[BEGIN Exercise inputs]
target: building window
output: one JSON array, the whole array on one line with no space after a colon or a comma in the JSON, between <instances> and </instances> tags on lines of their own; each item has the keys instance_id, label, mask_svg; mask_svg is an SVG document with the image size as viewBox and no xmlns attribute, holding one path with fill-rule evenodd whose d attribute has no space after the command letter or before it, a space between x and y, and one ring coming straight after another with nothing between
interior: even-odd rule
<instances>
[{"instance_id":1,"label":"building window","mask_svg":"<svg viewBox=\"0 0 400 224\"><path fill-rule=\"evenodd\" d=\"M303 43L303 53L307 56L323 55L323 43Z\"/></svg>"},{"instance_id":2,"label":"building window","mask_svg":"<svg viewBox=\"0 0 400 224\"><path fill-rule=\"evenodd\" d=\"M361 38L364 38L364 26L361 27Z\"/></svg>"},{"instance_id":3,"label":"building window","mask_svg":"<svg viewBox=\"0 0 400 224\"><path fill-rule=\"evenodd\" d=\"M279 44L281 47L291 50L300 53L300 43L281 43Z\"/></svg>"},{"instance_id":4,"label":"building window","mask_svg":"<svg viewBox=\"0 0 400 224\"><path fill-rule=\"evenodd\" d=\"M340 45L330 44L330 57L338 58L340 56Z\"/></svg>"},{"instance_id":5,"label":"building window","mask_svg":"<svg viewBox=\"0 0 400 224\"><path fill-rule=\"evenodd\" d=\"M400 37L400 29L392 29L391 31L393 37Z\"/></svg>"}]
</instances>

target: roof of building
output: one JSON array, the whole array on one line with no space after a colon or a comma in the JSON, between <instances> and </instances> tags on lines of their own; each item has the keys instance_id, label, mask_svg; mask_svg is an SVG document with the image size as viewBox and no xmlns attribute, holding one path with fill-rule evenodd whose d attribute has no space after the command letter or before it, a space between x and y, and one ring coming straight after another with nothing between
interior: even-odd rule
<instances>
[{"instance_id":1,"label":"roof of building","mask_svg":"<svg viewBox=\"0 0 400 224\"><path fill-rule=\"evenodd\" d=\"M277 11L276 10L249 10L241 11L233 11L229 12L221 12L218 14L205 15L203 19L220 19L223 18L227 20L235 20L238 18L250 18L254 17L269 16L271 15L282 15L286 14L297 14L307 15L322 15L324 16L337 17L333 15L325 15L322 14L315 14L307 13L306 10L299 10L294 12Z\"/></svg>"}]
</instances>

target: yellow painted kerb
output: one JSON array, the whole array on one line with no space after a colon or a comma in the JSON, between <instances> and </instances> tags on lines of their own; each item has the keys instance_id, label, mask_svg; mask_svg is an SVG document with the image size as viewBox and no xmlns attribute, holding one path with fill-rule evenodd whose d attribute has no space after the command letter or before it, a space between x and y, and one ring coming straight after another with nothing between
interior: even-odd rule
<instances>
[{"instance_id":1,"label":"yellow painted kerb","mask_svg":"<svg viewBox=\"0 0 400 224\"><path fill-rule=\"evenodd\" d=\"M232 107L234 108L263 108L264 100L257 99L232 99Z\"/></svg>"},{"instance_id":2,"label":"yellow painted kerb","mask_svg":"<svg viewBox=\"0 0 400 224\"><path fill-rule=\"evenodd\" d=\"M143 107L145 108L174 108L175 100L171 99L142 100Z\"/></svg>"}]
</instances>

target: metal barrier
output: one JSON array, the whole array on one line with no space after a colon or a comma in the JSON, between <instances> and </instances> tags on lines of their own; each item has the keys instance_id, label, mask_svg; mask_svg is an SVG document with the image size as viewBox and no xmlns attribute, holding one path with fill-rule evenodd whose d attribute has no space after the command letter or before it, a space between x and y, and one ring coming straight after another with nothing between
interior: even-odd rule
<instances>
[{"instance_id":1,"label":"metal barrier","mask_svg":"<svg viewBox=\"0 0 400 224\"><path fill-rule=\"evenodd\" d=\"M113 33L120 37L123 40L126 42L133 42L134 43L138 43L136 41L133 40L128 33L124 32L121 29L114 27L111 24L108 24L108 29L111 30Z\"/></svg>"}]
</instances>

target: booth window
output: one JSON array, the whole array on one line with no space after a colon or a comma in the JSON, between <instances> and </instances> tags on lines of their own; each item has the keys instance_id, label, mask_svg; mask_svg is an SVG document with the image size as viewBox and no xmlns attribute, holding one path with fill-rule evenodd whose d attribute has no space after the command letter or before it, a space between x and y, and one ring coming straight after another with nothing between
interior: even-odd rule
[END Exercise inputs]
To do>
Turn the lines of all the records into a JSON list of strings, with one string per line and blank lines left out.

Full output>
[
  "target: building window",
  "output: one JSON array, the whole array on one line with no space after a colon or a comma in the JSON, between <instances> and </instances> tags on lines of their own; each item has the keys instance_id, label, mask_svg; mask_svg is an SVG document with the image size as viewBox and no xmlns attribute, holding one path with fill-rule evenodd whose d attribute has no space after the command letter or before it, a space between x and y, and one ring coming straight after another with nothing between",
  "interior: even-odd rule",
  "<instances>",
  "[{\"instance_id\":1,\"label\":\"building window\",\"mask_svg\":\"<svg viewBox=\\\"0 0 400 224\\\"><path fill-rule=\\\"evenodd\\\" d=\\\"M303 43L303 53L307 56L323 55L323 43Z\\\"/></svg>\"},{\"instance_id\":2,\"label\":\"building window\",\"mask_svg\":\"<svg viewBox=\\\"0 0 400 224\\\"><path fill-rule=\\\"evenodd\\\" d=\\\"M361 38L364 38L364 26L361 27Z\\\"/></svg>\"},{\"instance_id\":3,\"label\":\"building window\",\"mask_svg\":\"<svg viewBox=\\\"0 0 400 224\\\"><path fill-rule=\\\"evenodd\\\" d=\\\"M279 44L281 47L291 50L300 53L300 43L281 43Z\\\"/></svg>\"},{\"instance_id\":4,\"label\":\"building window\",\"mask_svg\":\"<svg viewBox=\\\"0 0 400 224\\\"><path fill-rule=\\\"evenodd\\\" d=\\\"M340 45L330 44L330 57L338 58L340 56Z\\\"/></svg>\"},{\"instance_id\":5,\"label\":\"building window\",\"mask_svg\":\"<svg viewBox=\\\"0 0 400 224\\\"><path fill-rule=\\\"evenodd\\\" d=\\\"M400 37L400 29L392 29L391 31L393 37Z\\\"/></svg>\"}]",
  "</instances>",
  "target: roof of building",
  "output: one JSON array, the whole array on one line with no space after a colon or a comma in the JSON, between <instances> and </instances> tags on lines of their own; each item has the keys instance_id, label, mask_svg; mask_svg is an SVG document with the image size as viewBox and no xmlns attribute, holding one path with fill-rule evenodd whose d attribute has no space after the command letter or before it, a space between x and y, and one ring coming straight after another with nothing between",
  "interior: even-odd rule",
  "<instances>",
  "[{\"instance_id\":1,\"label\":\"roof of building\",\"mask_svg\":\"<svg viewBox=\\\"0 0 400 224\\\"><path fill-rule=\\\"evenodd\\\" d=\\\"M277 11L276 10L249 10L241 11L233 11L229 12L221 12L218 14L205 15L203 19L220 19L223 18L227 20L235 20L238 18L250 18L254 17L269 16L271 15L282 15L286 14L297 14L307 15L322 15L324 16L337 17L333 15L325 15L322 14L315 14L307 13L306 10L299 10L294 12Z\\\"/></svg>\"}]",
  "</instances>",
  "target: yellow painted kerb",
  "output: one JSON array, the whole array on one line with no space after a colon or a comma in the JSON, between <instances> and </instances> tags on lines of their own; each item has the keys instance_id, label, mask_svg; mask_svg is an SVG document with the image size as viewBox and no xmlns attribute, holding one path with fill-rule evenodd whose d attribute has no space after the command letter or before it, a space between x and y, and one ring coming straight after another with nothing between",
  "interior: even-odd rule",
  "<instances>",
  "[{\"instance_id\":1,\"label\":\"yellow painted kerb\",\"mask_svg\":\"<svg viewBox=\\\"0 0 400 224\\\"><path fill-rule=\\\"evenodd\\\" d=\\\"M232 107L234 108L263 108L264 100L257 99L232 99Z\\\"/></svg>\"},{\"instance_id\":2,\"label\":\"yellow painted kerb\",\"mask_svg\":\"<svg viewBox=\\\"0 0 400 224\\\"><path fill-rule=\\\"evenodd\\\" d=\\\"M143 107L145 108L174 108L175 100L171 99L142 100Z\\\"/></svg>\"}]",
  "</instances>",
  "target: metal barrier",
  "output: one JSON array, the whole array on one line with no space after a colon or a comma in the JSON, between <instances> and </instances> tags on lines of their own; each item has the keys instance_id, label, mask_svg; mask_svg is an SVG document with the image size as viewBox and no xmlns attribute, holding one path with fill-rule evenodd whose d attribute has no space after the command letter or before it, a space between x and y, and one ring coming straight after another with nothing between",
  "interior: even-odd rule",
  "<instances>",
  "[{\"instance_id\":1,\"label\":\"metal barrier\",\"mask_svg\":\"<svg viewBox=\\\"0 0 400 224\\\"><path fill-rule=\\\"evenodd\\\" d=\\\"M113 33L120 37L123 40L126 42L133 42L134 43L138 43L136 41L133 40L128 33L124 32L121 29L114 27L111 24L108 24L108 29L111 30Z\\\"/></svg>\"}]",
  "</instances>",
  "target: booth window",
  "output: one JSON array, the whole array on one line with no space after a colon or a comma in the JSON, between <instances> and </instances> tags on lines of their own; each item has the keys instance_id, label, mask_svg; mask_svg is an SVG document with the image size as viewBox and no xmlns attribute, holding one path with fill-rule evenodd whose d attribute has no space after the command letter or before it, a space between x and y, and one ring coming straight after another with nothing between",
  "interior: even-odd rule"
]